YOUR TASK:
The response should be a faithful copy of every record, with nothing left out.

Dataset entries
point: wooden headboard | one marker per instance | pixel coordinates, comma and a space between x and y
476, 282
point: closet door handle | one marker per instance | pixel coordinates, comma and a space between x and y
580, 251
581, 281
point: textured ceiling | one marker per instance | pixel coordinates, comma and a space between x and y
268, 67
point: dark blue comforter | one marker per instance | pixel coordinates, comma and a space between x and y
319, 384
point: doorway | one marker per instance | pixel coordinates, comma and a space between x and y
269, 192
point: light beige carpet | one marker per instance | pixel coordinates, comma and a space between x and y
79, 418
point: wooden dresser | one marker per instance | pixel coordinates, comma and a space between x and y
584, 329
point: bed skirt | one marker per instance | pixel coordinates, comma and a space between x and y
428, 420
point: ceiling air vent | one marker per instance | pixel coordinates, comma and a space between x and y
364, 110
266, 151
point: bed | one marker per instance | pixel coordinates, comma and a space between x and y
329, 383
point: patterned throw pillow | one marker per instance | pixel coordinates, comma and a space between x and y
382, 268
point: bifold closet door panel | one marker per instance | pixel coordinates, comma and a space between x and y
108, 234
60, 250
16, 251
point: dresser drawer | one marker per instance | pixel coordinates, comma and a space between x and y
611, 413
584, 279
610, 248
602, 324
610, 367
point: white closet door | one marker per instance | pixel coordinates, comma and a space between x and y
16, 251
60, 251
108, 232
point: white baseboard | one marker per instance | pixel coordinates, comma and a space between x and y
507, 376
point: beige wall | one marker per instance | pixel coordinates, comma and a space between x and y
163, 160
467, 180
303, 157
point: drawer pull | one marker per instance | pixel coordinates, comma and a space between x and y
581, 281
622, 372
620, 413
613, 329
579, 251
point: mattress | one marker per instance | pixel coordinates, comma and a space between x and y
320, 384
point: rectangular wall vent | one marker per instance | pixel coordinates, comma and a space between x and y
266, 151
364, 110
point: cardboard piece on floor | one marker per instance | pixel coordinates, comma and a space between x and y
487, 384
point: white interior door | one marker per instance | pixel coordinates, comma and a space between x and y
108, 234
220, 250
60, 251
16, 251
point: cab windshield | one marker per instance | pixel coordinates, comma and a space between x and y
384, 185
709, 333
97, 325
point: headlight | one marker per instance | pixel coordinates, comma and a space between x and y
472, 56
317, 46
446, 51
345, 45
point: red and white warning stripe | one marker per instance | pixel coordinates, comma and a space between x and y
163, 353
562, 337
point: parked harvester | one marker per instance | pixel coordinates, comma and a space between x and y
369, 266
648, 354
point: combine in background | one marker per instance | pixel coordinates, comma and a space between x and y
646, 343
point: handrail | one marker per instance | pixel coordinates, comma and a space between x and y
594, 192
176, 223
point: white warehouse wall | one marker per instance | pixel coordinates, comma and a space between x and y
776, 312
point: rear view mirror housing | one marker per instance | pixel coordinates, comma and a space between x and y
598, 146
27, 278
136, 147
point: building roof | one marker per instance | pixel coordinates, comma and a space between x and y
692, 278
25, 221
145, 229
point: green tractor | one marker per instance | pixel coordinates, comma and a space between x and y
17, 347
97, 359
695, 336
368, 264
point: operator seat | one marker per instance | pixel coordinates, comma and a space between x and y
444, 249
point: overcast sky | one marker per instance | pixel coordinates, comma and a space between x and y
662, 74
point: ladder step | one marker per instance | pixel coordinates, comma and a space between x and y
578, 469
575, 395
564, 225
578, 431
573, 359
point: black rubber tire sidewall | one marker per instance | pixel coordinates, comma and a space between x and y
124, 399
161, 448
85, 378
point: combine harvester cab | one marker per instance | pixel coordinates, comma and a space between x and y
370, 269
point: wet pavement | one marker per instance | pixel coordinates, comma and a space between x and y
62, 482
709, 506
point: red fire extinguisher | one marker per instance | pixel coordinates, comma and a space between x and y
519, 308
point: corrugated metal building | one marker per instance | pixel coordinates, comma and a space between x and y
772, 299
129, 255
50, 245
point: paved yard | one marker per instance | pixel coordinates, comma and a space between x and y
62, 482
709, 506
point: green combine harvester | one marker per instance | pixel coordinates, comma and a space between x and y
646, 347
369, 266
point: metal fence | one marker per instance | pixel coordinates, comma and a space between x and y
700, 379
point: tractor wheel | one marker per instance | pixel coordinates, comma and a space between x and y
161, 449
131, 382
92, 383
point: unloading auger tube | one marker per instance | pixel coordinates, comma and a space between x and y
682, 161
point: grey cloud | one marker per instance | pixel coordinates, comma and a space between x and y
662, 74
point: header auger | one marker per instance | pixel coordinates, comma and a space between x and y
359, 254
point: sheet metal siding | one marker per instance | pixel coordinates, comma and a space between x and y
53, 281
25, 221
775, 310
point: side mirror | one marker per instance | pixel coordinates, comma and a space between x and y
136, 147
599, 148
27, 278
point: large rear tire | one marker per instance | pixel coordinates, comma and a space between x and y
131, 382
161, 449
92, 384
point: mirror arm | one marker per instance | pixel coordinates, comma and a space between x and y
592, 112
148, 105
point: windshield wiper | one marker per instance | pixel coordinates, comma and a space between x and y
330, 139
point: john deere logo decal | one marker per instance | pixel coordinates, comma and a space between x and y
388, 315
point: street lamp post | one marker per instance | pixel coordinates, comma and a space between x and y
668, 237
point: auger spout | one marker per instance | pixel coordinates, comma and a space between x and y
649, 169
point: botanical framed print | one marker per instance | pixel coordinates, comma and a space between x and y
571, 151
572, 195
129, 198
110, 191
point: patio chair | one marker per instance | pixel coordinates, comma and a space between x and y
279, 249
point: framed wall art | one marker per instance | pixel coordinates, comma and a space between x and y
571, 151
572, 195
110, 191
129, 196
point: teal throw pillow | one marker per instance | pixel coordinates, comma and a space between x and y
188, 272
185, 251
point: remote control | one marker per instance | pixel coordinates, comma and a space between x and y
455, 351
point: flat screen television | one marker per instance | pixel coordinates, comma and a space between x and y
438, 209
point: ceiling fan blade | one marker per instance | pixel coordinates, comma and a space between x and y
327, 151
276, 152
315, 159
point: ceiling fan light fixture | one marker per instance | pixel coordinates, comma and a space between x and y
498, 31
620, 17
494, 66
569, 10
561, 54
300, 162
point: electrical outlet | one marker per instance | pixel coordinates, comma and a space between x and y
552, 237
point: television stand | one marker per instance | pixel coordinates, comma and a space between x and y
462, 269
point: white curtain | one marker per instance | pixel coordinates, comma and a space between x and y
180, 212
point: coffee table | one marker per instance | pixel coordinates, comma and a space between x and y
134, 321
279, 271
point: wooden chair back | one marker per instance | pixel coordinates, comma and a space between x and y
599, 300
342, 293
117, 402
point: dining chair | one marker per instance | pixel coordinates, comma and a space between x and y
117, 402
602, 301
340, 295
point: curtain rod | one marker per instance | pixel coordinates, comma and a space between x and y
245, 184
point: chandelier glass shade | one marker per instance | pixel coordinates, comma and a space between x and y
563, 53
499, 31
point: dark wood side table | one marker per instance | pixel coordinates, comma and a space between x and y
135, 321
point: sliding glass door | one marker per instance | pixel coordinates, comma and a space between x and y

ANSWER SPACE:
point: wooden headboard | one marker per instance | pixel coordinates, comma and a space between x and y
476, 282
point: closet door handle | one marker per instance | pixel coordinates, comma and a space between x and y
580, 251
581, 281
point: textured ceiling | one marker per instance | pixel coordinates, comma and a space between x and y
268, 67
point: dark blue comforter | one marker per instance | pixel coordinates, comma and a space between x and y
319, 384
point: doorway | one marker per instance | pixel coordinates, comma and a space between x and y
269, 192
point: light beige carpet | one marker per instance | pixel coordinates, comma and a space between x and y
79, 418
point: wooden dresser | one marker per instance | pixel coordinates, comma and a space between x and y
584, 329
point: bed skirt | one marker per instance | pixel coordinates, comma and a space between x and y
428, 420
point: ceiling air vent | one marker per instance | pixel coordinates, comma and a space between x and y
364, 110
266, 151
point: bed | one marker per instance | pixel coordinates, comma and a space between x and y
329, 383
point: patterned throw pillow | one marker per instance | pixel coordinates, comma and a space between x and y
382, 268
point: bifold closet door panel | one marker per instance | pixel coordinates, comma and a space between x and y
108, 234
60, 250
16, 251
point: dresser drawer | one marker per instance | pixel coordinates, comma and a space between x and y
611, 413
584, 279
610, 248
602, 324
610, 367
point: white closet door | one marker per instance | pixel coordinates, comma and a space between x and y
16, 251
60, 251
108, 232
point: white baseboard | one marker per instance | pixel coordinates, comma and a space between x and y
507, 376
point: beige wall | one marker per instance | pixel coordinates, comma and a space between x and y
163, 160
467, 180
303, 157
point: drawer pull | one marker per instance | pixel coordinates, comma and a space between x and y
581, 281
622, 372
620, 413
613, 329
579, 251
point: mattress | one marker per instance | pixel coordinates, comma and a space between x and y
320, 384
point: rectangular wall vent | one marker per instance | pixel coordinates, comma and a space between x and y
266, 151
364, 110
point: cardboard piece on floor | one marker per instance | pixel coordinates, comma and a space between x and y
487, 384
point: white interior door | one marker per instance | pixel coordinates, comma and a space between x and y
108, 234
220, 250
60, 251
16, 251
point: cab windshield | one marker per instance | pixel coordinates, comma and a space between x and y
384, 185
709, 333
97, 325
point: headlight | one marker per instance | pixel coordinates, comma and a space between x and y
472, 56
317, 46
446, 51
345, 45
point: red and white warning stripe | one marker per instance | pixel coordinates, comma and a space between x and y
163, 353
562, 337
point: parked harvester | one marker per instance | pixel coordinates, comma and a space between x and y
369, 266
648, 354
point: combine in background | one marker per instance | pixel coordinates, comma and a space between x and y
646, 343
point: handrail | one marker per instance | pixel coordinates, comma and a space between x and y
594, 192
176, 223
point: white warehouse wall | one marker per instance | pixel coordinates, comma and a space between x and y
776, 312
point: rear view mirror housing | one marker per instance | pixel coordinates, comma and a space between x and y
598, 146
27, 278
136, 147
point: building roof | one marker per instance | pixel coordinates, comma and a space between x and y
692, 278
25, 221
145, 229
point: green tractor | one marker per instance | pixel coordinates, comma and a space between x and y
17, 347
97, 359
695, 336
368, 264
point: operator seat | one marker per instance | pixel coordinates, comma and a space between x and y
444, 249
point: overcast sky | one marker per instance | pixel coordinates, comma and a space between x and y
662, 74
point: ladder step | one marker per instance | pixel coordinates, comma and a space between x and y
578, 469
575, 395
564, 225
578, 431
573, 359
point: black rubber tire sidewall | one marker per instance | pixel coordinates, comma and a space between x and y
124, 399
161, 448
85, 378
point: combine harvester cab | one marker per instance | pixel coordinates, comma and a space between x and y
370, 269
point: wet pavement | one marker per instance | pixel coordinates, comma and a space between x and y
62, 482
709, 506
point: red fire extinguisher | one marker per instance | pixel coordinates, comma and a space between x and y
519, 308
point: corrugated metal building | one marker per instance | pixel coordinates, comma and a space between x and y
772, 299
129, 255
50, 245
point: paved yard | one marker per instance | pixel coordinates, comma and a space between x and y
62, 482
709, 506
point: green combine harvester | one marker per instance | pixel coordinates, comma and a space between x and y
646, 347
369, 266
point: metal fence | one marker per instance | pixel coordinates, comma and a space between x and y
700, 379
point: tractor wheel | one marker per instance | pixel coordinates, comma and a space between x and y
161, 449
131, 382
92, 383
point: unloading auger tube | one marker per instance | pixel coordinates, comma and a space between x and y
682, 161
point: grey cloud | one marker per instance | pixel coordinates, comma and a space between x and y
662, 74
point: header auger | one marker per instance | pixel coordinates, comma and a space between x and y
359, 254
point: sheet metal siding | one marker per instance | pixel coordinates, comma and a space between x and y
53, 281
25, 221
775, 310
point: side mirror | one marker per instance | pixel coordinates, comma and a space between x and y
136, 147
599, 148
27, 278
point: large rear tire | one marker per instance | pixel coordinates, comma and a space between x and y
131, 382
161, 449
92, 384
point: mirror arm | one marker per instance | pixel coordinates, comma and a space between x and y
592, 112
148, 105
point: windshield wiper | one marker per instance | pixel coordinates, comma and a space between x and y
330, 139
point: john deere logo decal | one marker per instance | pixel coordinates, comma and a space between x and y
388, 315
point: street lamp post | one marker per instance | pixel coordinates, comma and a space between x and y
668, 237
point: auger spout | one marker per instance | pixel coordinates, comma and a space between x and y
649, 169
point: botanical framed print | one marker per instance | pixel coordinates, comma and a space between x and y
571, 151
572, 195
129, 198
110, 191
point: patio chair | one marker per instance | pixel coordinates, comma and a space between x and y
279, 249
point: framed wall art | one marker per instance | pixel coordinates, comma and a space between x and y
571, 151
572, 195
110, 191
129, 196
point: teal throw pillow | one marker per instance | pixel coordinates, comma and a space between x and y
188, 272
185, 251
point: remote control | one marker per instance | pixel coordinates, comma and a space between x and y
455, 351
point: flat screen television | one marker per instance | pixel coordinates, comma and a space between x and y
438, 209
point: ceiling fan blade | one marker per instance | pixel coordinates, comma and a space between x and y
327, 151
276, 152
315, 159
point: ceiling fan light fixture | one marker per instance | pixel coordinates, comma and a space between x and y
498, 31
620, 17
494, 66
569, 10
561, 54
300, 162
point: electrical outlet | one marker per instance | pixel coordinates, comma and a space between x and y
552, 237
point: television stand | one marker per instance | pixel coordinates, comma and a space between x and y
462, 269
point: white curtain | one marker per instance | pixel coordinates, comma and a space between x and y
180, 212
point: coffee table | one marker per instance | pixel coordinates, comma and a space between x and y
134, 321
279, 271
point: wooden chair back | one marker per instance | pixel coordinates, comma and a space between x and y
599, 300
342, 293
117, 402
point: dining chair | one marker per instance | pixel coordinates, comma and a space between x and y
117, 402
602, 301
340, 295
point: curtain rod | one marker per instance | pixel coordinates, comma and a space between x and y
245, 184
point: chandelier glass shade | one marker per instance | pixel coordinates, comma and a space between x and y
563, 53
499, 31
point: dark wood side table | one marker per instance | pixel coordinates, comma and a space between x and y
135, 321
point: sliding glass door | one marker per instance | pixel coordinates, comma and a space between x and y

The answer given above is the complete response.